Can you reproduce the full news report below on the attack at the Pakistan Stock Exchange, word for word?

* **Extract**:
◆ ◆ ◆ ◆

Security Forces Kill Four Terrorists Targeting Pakistan Stock Exchange

Paramilitary soldiers patrol near the Pakistan Stock Exchange building in Karachi following an attack by Baloch separatists
AFP Asif HASSAN

Pakistan security forces killed four terrorists armed with “AK-47s, hand grenades, and rocket launchers” who tried to storm the Pakistan Stock Exchange (PSX) in Karachi in a failed hostage attempt on Monday morning, Pakistan’s Dawn newspaper reported.

One police sub-inspector and three security guards stationed at the PSX compound died in the attack, according to a statement by Karachi police. Seven people, including three police officials, were injured.

Armed with rocket launchers, hand grenades, and automatic rifles, the terrorists attempted to enter the compound, situated in a high-security zone in Pakistan’s business capital where the headquarters of several major banks and multinational corporations are also located.

The armed militants launched a grenade as part of their failed attempt to gain entry to the complex, according to the Indian Express.

“The attackers had hand grenades with them,” Faisal Edhi, head of Pakistan’s Edhi charity and ambulance service, told Al Jazeera from the site of the attack after it ended. “We were hearing explosions going off.”

As reported by Al Jazeera, the four gunmen “fired indiscriminately as they charged past a security checkpoint at the compound’s entrance. Two attackers were killed at that checkpoint, security officials said, while the other two were shot dead while attempting to gain entrance to the building.”

Pakistan’s Sindh Rangers paramilitary force led the security response to the attack with assistance from local police. Together, they “intercepted the terrorists and killed all four of them,” according to a statement by the Sindh Rangers, Dawn reported. According to Karachi police, “Advanced weaponry, hand grenades, and explosive material [were] recovered from the terrorists’ custody.”

◆ ◆ ◆ ◆

* **Data under study**:
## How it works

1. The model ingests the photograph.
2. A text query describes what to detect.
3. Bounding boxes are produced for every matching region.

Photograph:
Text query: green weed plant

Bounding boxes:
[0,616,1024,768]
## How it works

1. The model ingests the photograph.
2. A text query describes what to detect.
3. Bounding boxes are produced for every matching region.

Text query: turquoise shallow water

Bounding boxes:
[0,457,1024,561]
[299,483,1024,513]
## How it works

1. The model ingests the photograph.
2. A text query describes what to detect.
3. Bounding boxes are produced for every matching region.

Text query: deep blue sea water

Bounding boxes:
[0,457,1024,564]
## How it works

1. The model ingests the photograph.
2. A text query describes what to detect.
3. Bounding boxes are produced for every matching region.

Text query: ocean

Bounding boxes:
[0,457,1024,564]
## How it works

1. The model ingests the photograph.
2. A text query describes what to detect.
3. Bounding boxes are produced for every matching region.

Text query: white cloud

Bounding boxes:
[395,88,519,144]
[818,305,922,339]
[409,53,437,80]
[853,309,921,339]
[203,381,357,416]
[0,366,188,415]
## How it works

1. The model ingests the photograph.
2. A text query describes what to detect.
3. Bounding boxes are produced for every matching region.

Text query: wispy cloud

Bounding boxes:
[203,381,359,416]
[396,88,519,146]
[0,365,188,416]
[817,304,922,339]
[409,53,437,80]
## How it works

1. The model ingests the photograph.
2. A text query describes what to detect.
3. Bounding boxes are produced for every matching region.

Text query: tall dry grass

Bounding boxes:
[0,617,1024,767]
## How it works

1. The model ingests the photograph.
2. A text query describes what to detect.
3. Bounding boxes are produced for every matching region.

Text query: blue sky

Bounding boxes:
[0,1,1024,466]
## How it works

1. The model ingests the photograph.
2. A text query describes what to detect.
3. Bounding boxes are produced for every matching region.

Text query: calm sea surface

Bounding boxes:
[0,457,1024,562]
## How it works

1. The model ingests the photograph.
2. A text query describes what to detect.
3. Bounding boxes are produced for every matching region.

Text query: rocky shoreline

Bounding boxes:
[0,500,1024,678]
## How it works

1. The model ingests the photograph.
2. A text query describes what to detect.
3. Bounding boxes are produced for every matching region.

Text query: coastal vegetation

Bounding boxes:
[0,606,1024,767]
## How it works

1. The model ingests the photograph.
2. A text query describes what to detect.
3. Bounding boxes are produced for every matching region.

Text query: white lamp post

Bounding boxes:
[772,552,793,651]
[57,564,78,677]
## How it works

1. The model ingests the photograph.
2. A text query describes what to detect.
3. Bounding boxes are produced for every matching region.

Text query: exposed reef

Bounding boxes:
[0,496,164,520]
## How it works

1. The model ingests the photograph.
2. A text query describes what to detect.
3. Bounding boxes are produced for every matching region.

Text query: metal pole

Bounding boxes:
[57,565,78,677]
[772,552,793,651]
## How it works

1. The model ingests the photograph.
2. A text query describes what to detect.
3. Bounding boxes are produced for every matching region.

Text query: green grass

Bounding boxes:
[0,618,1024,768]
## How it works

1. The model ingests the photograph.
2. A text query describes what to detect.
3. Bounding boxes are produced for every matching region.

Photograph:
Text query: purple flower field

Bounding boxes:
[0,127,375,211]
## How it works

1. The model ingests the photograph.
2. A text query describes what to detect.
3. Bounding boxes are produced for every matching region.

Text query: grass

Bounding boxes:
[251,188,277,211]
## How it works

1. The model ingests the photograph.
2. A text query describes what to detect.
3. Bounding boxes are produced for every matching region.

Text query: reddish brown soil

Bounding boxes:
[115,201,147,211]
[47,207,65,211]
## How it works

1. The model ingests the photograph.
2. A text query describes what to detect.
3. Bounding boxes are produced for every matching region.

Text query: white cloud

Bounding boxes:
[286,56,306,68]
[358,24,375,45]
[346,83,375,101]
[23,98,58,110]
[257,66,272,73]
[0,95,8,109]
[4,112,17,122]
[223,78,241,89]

◆ ◆ ◆ ◆

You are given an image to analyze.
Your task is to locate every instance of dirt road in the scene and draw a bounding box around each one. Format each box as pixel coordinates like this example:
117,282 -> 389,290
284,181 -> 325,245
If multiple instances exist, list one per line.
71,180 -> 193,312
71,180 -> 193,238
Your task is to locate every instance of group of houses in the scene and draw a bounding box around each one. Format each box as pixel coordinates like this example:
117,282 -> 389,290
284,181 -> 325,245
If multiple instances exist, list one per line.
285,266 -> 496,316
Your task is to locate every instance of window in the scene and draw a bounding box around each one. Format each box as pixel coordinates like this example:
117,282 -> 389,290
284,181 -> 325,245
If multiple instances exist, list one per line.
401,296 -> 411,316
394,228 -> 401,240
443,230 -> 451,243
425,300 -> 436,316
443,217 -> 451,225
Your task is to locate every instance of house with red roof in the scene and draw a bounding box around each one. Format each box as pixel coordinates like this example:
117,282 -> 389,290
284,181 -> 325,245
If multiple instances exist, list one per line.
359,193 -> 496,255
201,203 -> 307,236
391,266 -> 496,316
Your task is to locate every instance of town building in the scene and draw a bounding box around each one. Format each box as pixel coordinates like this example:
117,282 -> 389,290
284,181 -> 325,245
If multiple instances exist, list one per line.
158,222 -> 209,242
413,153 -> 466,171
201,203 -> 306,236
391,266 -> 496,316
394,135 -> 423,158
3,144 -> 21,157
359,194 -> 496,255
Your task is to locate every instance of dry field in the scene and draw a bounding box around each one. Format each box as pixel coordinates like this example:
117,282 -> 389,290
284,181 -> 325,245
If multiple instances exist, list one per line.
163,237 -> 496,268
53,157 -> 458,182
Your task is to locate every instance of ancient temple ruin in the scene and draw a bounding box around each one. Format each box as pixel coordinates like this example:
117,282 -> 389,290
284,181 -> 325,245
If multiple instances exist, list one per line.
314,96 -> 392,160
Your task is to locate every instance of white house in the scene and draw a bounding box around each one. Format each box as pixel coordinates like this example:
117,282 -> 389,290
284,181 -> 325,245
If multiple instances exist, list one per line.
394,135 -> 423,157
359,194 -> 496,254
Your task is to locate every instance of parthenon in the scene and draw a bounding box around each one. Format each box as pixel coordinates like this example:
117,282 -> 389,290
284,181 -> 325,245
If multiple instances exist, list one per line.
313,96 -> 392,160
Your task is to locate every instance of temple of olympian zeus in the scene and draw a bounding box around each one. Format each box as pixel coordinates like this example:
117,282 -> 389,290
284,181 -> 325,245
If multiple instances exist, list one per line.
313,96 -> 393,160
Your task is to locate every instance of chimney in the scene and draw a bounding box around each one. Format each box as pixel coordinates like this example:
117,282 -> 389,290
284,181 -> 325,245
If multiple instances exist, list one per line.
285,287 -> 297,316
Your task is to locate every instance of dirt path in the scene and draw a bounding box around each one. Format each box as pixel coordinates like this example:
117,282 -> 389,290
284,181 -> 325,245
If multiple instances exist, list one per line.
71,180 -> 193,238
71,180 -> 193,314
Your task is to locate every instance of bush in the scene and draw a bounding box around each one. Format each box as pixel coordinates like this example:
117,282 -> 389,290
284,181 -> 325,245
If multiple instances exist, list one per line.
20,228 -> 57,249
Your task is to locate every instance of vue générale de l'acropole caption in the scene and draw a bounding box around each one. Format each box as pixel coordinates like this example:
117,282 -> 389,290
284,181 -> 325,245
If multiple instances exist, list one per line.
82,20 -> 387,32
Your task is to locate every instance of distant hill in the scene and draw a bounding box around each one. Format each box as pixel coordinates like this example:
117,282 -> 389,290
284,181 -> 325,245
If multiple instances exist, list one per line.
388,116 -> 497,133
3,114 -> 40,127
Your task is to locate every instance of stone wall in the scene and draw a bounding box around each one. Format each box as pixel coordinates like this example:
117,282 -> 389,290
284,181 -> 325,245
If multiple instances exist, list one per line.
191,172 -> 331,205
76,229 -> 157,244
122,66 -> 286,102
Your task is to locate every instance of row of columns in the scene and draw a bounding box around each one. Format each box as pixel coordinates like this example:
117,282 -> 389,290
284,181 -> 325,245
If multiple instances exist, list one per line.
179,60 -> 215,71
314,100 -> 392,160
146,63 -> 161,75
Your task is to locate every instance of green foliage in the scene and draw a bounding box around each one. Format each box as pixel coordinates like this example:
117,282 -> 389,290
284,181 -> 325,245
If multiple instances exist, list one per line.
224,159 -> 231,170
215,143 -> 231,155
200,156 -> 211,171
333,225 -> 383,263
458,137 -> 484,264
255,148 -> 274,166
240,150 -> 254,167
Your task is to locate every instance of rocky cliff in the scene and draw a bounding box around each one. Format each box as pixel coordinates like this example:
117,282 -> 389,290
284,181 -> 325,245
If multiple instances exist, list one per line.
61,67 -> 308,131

◆ ◆ ◆ ◆

* **Result of this exercise**:
Security Forces Kill Four Terrorists Targeting Pakistan Stock Exchange

Paramilitary soldiers patrol near the Pakistan Stock Exchange building in Karachi following an attack by Baloch separatists
AFP Asif HASSAN

Pakistan security forces killed four terrorists armed with “AK-47s, hand grenades, and rocket launchers” who tried to storm the Pakistan Stock Exchange (PSX) in Karachi in a failed hostage attempt on Monday morning, Pakistan’s Dawn newspaper reported.

One police sub-inspector and three security guards stationed at the PSX compound died in the attack, according to a statement by Karachi police. Seven people, including three police officials, were injured.

Armed with rocket launchers, hand grenades, and automatic rifles, the terrorists attempted to enter the compound, situated in a high-security zone in Pakistan’s business capital where the headquarters of several major banks and multinational corporations are also located.

The armed militants launched a grenade as part of their failed attempt to gain entry to the complex, according to the Indian Express.

“The attackers had hand grenades with them,” Faisal Edhi, head of Pakistan’s Edhi charity and ambulance service, told Al Jazeera from the site of the attack after it ended. “We were hearing explosions going off.”

As reported by Al Jazeera, the four gunmen “fired indiscriminately as they charged past a security checkpoint at the compound’s entrance. Two attackers were killed at that checkpoint, security officials said, while the other two were shot dead while attempting to gain entrance to the building.”

Pakistan’s Sindh Rangers paramilitary force led the security response to the attack with assistance from local police. Together, they “intercepted the terrorists and killed all four of them,” according to a statement by the Sindh Rangers, Dawn reported. According to Karachi police, “Advanced weaponry, hand grenades, and explosive material [were] recovered from the terrorists’ custody.”